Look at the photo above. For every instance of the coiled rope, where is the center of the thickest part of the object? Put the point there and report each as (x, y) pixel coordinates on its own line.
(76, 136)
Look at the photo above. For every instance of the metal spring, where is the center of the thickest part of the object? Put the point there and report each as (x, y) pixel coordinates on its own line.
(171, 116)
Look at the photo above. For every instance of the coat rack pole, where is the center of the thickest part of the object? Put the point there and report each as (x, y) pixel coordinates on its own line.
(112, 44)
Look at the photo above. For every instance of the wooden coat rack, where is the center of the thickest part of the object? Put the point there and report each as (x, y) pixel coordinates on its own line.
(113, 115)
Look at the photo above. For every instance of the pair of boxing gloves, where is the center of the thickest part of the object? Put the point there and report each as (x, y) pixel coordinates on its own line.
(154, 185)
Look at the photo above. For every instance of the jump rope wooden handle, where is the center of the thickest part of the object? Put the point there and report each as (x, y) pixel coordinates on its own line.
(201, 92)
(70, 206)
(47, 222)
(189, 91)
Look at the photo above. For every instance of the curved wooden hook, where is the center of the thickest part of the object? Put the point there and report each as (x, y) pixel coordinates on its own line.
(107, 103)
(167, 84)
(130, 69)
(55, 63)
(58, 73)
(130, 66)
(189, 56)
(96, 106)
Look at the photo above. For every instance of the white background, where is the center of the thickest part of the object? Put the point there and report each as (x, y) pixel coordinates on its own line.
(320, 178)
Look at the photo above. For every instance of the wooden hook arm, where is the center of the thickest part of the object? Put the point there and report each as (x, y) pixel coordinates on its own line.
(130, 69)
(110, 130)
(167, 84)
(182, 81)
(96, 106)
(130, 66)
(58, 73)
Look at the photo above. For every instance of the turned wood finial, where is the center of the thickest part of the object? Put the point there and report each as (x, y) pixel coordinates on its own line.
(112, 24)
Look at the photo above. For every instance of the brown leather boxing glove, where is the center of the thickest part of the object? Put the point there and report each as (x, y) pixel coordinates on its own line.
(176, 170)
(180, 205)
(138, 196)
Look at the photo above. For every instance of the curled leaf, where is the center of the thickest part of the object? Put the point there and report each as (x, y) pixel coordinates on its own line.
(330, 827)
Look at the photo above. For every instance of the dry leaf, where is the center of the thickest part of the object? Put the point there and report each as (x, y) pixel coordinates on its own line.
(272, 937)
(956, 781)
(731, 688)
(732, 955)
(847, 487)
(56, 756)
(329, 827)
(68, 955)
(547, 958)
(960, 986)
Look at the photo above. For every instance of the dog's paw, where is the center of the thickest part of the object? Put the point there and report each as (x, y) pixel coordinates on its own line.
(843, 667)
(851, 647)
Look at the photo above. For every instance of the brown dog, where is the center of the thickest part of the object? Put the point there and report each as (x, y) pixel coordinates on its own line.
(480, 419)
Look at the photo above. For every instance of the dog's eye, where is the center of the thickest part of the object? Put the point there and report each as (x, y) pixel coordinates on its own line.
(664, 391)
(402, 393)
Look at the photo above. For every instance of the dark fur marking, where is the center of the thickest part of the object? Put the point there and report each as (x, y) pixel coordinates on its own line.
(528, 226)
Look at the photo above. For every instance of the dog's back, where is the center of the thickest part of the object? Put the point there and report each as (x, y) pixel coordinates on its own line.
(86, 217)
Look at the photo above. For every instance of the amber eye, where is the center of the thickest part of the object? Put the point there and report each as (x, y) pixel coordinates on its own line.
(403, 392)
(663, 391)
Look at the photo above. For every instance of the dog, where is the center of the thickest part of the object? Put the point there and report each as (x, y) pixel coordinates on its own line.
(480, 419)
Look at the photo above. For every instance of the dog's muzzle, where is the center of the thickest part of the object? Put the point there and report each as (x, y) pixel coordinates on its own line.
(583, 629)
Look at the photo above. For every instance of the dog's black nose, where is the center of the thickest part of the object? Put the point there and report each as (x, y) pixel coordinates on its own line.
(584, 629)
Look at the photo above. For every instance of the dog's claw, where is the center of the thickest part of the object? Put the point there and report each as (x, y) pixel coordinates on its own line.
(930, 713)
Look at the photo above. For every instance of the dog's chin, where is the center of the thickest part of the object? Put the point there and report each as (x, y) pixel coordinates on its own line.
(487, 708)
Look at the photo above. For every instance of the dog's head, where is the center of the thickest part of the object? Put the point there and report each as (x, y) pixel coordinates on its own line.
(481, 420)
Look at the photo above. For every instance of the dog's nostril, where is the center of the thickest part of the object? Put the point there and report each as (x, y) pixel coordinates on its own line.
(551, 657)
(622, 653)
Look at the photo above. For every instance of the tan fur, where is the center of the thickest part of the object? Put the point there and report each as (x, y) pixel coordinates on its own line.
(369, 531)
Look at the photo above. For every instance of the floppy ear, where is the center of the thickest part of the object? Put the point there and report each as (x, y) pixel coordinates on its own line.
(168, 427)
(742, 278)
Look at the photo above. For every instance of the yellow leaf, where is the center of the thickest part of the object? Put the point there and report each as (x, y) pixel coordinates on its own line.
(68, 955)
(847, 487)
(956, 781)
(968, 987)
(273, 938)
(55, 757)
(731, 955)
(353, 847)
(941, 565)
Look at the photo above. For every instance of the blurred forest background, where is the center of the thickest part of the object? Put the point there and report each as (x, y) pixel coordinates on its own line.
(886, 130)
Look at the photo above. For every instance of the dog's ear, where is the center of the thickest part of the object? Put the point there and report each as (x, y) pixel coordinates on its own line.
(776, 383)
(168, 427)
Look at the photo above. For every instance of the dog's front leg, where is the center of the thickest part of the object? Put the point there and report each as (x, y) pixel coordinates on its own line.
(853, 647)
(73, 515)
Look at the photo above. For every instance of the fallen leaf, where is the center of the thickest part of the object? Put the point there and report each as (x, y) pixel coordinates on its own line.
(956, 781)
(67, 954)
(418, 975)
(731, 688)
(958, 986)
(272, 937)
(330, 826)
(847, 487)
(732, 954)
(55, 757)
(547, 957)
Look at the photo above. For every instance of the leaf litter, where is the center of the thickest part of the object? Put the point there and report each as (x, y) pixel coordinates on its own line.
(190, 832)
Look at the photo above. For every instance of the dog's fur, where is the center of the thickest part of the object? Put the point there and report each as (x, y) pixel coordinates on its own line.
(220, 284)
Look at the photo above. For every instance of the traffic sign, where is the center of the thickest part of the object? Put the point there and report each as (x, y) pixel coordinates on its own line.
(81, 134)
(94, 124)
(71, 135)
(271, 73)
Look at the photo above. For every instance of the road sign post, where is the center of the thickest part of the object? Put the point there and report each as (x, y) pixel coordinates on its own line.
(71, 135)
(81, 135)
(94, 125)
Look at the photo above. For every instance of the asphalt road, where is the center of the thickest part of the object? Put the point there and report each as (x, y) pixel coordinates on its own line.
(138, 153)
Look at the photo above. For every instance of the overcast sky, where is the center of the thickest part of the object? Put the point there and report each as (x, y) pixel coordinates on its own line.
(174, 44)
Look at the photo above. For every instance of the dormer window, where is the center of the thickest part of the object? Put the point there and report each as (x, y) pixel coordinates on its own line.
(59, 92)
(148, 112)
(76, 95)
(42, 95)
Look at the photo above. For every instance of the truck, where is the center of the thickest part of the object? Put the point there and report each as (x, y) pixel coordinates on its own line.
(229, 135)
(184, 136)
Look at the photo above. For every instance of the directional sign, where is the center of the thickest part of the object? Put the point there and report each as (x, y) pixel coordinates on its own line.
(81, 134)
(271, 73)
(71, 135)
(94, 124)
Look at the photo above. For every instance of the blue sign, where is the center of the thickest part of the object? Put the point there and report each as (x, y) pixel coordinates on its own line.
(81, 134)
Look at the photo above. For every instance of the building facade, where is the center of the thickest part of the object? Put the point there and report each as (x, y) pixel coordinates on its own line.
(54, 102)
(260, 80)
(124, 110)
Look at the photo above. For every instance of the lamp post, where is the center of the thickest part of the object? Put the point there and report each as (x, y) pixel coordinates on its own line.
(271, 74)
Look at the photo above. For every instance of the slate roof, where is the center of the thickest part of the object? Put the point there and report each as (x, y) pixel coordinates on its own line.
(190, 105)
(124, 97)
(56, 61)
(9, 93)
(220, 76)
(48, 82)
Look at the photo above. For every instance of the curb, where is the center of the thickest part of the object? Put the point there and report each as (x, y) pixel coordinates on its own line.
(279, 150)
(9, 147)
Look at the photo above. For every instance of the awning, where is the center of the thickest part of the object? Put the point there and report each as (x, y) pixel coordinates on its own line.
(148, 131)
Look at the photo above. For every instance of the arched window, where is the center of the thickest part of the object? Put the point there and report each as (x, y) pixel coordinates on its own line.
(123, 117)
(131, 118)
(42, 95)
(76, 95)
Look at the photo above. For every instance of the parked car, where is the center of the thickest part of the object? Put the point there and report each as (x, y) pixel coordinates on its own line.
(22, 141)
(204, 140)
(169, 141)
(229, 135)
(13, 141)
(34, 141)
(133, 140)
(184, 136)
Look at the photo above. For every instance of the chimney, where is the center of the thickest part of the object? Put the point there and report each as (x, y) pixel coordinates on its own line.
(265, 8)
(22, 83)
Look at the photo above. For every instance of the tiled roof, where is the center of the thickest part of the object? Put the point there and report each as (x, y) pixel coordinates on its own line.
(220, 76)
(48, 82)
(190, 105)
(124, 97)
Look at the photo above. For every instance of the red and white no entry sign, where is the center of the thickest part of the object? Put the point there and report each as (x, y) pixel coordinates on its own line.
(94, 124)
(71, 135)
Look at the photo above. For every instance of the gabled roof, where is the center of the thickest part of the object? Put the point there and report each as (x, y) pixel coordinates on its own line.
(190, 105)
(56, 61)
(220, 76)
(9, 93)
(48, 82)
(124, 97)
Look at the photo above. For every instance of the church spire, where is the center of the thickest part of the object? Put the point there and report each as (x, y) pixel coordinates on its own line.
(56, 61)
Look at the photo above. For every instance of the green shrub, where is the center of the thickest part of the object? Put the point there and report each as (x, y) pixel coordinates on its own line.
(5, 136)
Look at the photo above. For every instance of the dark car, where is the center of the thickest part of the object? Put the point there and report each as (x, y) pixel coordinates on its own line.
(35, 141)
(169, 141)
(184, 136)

__Requirements__
Reproduce the entries from the line containing "Look at the photo above. For every instance of the gabled" through the end of the entries, inclusive, replacing every occurrence of "thickest part" with "widest part" and leaving everything else unchanged.

__Written response__
Look at the photo above. For every instance of the gabled roof, where is the center of the widest part of the object? Put the point there and report each as (x, y) pixel coordinates on its own line.
(190, 105)
(56, 61)
(220, 76)
(9, 93)
(48, 82)
(124, 97)
Look at the photo above. For every instance of the church spire, where is the center of the widest part of the object? Put the point there and report each as (x, y) pixel coordinates on its own line.
(56, 61)
Look at the photo above. For every instance of the green shrub, where is the center of the widest part of the object? Put the point there and report each as (x, y) pixel coordinates on its own line.
(5, 136)
Look at the photo above. For every instance of the dark car, where is the center of the widest part of the object? Put the point there and report each as (x, y) pixel coordinates on its own line.
(35, 141)
(169, 141)
(184, 136)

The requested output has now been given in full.